What is being asked — Copy out the part of the sepsis article below word for word, starting with "It is hoped" and going on through "not just sepsis.".

Page text —
---*---

Sepsis patients ‘could get the right treatment faster, based on their genes’

Sepsis patients could get the right treatment faster based on their genes, new research suggests.

People with the life-threatening condition could be treated based on their immune system’s response to infection, not their symptoms, researchers say.

The new study uncovers how different people respond to to the condition based on their genetic makeup.

It is hoped that these findings could help identify who would benefit from certain treatments and lead to the development of targeted therapies.

In the future, this approach to personalised medicine could also be applied to other less severe infections, not just sepsis.

Sepsis is a life-threatening reaction to an infection and occurs when the body’s immune system overreacts to an infection and starts to damage the body’s own tissues and organs.

In the UK, 245,000 people are affected by sepsis every year in the UK – including around 2,000 children, with at least 48,000 people losing their lives in sepsis-related illnesses every year, according to UK Sepsis Trust.

---*---

Exercise data —
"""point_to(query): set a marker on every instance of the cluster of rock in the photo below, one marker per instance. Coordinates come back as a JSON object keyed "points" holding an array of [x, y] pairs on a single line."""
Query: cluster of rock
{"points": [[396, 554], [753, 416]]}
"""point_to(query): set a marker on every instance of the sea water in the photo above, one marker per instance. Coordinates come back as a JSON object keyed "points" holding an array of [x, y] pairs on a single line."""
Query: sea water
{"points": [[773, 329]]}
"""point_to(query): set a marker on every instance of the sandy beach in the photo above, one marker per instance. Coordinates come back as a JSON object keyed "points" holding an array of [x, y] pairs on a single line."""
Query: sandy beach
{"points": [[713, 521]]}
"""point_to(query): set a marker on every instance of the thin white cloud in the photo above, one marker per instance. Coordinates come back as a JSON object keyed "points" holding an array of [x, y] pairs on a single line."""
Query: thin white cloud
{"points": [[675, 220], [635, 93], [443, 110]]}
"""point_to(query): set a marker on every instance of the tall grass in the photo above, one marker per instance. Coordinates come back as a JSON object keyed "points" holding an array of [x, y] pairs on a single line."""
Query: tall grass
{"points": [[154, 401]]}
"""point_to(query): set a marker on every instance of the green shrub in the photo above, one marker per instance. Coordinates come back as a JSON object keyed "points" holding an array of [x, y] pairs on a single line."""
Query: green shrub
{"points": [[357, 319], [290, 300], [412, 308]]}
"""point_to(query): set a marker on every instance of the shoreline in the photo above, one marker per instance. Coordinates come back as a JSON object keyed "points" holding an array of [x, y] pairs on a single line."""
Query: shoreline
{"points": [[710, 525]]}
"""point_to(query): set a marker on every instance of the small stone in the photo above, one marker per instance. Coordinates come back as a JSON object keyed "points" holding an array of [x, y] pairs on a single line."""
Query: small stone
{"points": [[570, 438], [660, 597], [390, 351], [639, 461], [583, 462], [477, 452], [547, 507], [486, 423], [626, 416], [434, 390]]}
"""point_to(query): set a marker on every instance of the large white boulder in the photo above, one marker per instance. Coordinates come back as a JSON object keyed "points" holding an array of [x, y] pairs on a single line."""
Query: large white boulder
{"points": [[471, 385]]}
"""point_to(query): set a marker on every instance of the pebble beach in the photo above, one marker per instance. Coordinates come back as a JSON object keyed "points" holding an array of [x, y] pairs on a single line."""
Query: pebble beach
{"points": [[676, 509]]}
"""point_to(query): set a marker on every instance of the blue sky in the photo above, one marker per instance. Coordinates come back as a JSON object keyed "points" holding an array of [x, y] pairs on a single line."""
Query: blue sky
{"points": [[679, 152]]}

---*---

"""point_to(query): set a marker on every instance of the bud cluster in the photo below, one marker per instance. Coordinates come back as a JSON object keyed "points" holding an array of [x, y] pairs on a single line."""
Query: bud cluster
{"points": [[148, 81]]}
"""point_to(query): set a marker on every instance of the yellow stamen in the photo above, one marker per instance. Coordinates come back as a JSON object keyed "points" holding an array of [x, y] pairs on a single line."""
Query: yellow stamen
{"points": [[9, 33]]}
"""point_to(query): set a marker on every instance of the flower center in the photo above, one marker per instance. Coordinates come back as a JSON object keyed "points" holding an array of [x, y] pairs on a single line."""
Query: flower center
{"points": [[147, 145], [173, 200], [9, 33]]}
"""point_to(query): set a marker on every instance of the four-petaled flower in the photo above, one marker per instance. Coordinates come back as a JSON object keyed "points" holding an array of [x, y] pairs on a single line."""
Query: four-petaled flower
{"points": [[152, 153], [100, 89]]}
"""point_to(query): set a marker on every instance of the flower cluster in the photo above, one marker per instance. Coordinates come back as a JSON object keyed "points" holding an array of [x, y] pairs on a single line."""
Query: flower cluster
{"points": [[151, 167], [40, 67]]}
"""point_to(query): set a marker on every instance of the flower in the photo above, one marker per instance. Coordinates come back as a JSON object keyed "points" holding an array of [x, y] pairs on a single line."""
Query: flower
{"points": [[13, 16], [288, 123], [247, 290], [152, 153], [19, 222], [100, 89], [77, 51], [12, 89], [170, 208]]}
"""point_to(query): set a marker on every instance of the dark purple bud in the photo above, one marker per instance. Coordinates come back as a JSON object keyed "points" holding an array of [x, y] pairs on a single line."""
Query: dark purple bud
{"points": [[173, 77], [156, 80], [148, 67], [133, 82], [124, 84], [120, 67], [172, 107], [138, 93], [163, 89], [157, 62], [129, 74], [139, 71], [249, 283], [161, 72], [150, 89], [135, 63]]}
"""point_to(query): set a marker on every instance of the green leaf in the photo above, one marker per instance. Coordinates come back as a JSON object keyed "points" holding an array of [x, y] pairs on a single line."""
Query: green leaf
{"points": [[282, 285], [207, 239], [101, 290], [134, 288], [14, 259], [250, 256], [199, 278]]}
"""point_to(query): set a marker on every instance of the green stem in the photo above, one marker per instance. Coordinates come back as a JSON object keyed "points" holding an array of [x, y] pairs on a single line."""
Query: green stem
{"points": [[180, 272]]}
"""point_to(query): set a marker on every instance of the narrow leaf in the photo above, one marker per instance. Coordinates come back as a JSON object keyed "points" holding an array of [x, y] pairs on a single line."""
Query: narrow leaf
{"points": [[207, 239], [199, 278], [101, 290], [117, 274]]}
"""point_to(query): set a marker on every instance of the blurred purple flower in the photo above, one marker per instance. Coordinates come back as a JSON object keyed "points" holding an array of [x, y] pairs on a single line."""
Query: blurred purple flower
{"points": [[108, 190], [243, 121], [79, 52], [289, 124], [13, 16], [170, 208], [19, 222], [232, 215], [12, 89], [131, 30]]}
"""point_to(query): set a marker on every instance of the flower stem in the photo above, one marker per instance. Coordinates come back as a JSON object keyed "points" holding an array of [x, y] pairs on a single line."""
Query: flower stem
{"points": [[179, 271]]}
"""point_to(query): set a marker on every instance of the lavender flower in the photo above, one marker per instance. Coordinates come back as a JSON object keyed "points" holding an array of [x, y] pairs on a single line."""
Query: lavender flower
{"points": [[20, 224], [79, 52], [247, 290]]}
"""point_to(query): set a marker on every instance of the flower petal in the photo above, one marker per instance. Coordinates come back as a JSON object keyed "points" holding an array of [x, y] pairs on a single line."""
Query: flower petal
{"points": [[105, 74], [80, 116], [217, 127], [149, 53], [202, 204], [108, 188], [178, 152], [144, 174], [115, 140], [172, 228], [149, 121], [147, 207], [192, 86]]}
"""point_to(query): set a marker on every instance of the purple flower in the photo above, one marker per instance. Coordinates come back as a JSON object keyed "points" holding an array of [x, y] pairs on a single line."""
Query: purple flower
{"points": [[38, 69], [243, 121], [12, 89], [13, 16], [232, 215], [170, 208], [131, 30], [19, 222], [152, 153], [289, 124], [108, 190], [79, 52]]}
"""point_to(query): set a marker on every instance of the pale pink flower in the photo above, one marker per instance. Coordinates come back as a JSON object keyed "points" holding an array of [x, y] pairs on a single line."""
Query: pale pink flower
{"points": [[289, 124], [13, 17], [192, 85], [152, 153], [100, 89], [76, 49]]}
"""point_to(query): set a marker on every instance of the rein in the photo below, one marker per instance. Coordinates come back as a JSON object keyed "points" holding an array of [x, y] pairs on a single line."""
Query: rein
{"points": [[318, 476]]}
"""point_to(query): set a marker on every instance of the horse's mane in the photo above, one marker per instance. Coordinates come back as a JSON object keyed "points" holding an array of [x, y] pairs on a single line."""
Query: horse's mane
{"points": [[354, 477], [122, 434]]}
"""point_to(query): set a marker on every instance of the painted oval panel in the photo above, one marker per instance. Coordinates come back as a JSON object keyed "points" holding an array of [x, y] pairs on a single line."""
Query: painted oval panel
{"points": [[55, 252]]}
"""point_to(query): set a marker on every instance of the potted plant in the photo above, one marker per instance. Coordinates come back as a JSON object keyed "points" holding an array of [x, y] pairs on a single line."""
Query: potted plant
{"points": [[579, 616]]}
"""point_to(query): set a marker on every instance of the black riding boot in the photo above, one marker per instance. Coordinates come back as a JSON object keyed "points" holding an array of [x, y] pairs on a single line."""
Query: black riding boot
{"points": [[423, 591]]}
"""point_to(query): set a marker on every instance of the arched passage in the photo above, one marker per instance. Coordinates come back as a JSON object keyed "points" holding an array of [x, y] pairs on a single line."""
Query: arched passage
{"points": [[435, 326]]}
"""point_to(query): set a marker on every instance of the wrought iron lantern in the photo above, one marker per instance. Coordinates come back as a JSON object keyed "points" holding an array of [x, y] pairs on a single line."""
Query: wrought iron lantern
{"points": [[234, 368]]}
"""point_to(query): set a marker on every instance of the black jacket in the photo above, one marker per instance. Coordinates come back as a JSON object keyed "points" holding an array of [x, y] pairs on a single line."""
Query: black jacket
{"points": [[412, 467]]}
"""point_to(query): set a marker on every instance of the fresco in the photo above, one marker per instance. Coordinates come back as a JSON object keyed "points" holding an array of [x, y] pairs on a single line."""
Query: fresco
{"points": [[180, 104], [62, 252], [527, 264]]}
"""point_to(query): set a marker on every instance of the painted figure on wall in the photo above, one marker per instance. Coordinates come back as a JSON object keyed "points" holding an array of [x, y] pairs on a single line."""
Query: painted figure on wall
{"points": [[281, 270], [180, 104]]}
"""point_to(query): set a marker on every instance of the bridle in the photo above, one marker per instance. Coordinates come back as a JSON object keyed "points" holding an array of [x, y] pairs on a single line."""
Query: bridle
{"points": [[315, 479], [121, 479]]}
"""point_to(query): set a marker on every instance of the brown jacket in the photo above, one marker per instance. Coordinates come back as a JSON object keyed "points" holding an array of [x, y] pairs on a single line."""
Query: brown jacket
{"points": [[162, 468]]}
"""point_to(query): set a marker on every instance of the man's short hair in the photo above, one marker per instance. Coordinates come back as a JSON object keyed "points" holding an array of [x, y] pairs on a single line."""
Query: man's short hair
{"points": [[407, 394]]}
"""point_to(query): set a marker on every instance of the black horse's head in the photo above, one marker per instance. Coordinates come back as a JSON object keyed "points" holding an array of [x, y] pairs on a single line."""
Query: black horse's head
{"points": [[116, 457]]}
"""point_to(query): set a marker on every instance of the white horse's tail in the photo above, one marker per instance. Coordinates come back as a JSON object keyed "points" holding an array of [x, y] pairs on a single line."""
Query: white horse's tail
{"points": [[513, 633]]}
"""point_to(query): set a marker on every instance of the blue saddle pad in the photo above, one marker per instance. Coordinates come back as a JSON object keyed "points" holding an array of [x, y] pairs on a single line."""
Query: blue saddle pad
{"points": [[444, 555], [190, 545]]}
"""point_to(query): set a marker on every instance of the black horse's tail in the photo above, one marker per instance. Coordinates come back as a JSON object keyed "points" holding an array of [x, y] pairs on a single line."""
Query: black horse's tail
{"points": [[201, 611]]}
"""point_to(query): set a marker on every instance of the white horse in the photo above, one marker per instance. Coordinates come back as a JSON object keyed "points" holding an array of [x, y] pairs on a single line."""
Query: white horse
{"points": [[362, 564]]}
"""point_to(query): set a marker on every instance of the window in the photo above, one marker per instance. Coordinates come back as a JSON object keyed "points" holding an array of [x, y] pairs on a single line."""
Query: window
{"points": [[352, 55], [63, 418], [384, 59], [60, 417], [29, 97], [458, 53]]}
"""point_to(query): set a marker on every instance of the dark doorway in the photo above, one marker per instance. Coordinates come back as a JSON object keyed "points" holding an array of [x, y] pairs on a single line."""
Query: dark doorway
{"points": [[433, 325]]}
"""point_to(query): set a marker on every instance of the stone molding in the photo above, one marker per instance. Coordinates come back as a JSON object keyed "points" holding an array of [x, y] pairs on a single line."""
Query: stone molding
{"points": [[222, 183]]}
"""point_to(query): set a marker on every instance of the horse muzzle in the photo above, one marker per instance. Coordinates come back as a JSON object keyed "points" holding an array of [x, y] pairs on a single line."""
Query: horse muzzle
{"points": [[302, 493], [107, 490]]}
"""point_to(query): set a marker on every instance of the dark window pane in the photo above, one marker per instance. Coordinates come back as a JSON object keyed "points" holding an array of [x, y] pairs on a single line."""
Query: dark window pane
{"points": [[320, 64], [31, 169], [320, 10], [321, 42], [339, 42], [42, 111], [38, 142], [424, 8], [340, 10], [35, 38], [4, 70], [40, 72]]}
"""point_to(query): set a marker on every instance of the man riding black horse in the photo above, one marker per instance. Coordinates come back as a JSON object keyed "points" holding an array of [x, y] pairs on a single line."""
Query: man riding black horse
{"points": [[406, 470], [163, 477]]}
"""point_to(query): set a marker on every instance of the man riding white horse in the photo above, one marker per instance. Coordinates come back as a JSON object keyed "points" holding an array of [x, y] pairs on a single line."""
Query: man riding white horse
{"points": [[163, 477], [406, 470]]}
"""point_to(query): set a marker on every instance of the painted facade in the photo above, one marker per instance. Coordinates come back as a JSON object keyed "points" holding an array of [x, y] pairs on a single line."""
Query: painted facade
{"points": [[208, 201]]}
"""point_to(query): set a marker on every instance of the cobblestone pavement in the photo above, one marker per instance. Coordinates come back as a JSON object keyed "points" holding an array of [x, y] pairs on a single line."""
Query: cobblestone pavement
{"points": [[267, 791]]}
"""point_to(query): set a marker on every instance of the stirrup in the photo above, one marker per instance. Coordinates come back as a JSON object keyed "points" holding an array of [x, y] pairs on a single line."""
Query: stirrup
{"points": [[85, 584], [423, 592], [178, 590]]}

---*---

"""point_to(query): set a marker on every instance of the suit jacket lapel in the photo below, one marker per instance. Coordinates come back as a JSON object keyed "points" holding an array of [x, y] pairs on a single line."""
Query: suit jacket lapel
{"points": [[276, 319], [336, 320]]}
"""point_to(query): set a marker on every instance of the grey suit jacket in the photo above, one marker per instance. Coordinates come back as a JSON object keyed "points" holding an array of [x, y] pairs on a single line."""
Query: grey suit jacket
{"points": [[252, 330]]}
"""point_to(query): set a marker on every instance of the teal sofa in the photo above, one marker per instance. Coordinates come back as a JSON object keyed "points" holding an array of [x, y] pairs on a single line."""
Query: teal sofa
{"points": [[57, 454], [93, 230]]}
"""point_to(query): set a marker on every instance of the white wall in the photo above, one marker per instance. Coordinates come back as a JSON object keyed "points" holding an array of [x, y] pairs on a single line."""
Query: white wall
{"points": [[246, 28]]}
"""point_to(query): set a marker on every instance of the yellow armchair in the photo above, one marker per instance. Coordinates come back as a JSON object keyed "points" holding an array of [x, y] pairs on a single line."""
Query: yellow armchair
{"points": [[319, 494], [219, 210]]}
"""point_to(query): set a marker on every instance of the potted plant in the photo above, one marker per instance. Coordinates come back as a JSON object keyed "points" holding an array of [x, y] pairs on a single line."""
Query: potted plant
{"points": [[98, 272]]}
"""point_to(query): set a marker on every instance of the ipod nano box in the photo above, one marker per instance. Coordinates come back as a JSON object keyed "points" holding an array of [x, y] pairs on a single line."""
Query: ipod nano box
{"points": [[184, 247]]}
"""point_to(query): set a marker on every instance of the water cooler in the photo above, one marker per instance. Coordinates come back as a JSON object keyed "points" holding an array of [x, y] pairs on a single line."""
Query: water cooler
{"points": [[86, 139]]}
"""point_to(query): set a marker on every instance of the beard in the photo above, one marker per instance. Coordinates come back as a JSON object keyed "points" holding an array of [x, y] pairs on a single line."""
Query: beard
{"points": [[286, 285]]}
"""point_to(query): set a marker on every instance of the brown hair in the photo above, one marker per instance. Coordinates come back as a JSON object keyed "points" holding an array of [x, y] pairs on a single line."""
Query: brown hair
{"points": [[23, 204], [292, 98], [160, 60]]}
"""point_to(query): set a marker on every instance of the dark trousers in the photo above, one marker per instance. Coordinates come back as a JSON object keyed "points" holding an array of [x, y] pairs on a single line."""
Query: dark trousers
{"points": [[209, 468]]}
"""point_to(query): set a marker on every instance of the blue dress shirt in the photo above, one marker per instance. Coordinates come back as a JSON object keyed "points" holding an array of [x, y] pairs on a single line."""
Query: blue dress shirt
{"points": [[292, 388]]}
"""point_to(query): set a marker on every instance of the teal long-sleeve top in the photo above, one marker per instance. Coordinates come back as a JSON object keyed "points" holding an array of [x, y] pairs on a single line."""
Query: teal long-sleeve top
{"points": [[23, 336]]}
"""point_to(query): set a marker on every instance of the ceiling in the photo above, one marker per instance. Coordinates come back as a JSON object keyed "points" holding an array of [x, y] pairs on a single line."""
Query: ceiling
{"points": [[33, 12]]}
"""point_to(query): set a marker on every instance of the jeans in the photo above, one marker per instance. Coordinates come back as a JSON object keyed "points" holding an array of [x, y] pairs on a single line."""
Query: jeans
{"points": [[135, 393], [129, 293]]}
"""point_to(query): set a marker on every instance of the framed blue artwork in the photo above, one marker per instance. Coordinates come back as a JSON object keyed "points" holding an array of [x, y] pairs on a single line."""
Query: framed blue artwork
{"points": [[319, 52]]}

---*---

The completed task —
It is hoped that these findings could help identify who would benefit from certain treatments and lead to the development of targeted therapies.

In the future, this approach to personalised medicine could also be applied to other less severe infections, not just sepsis.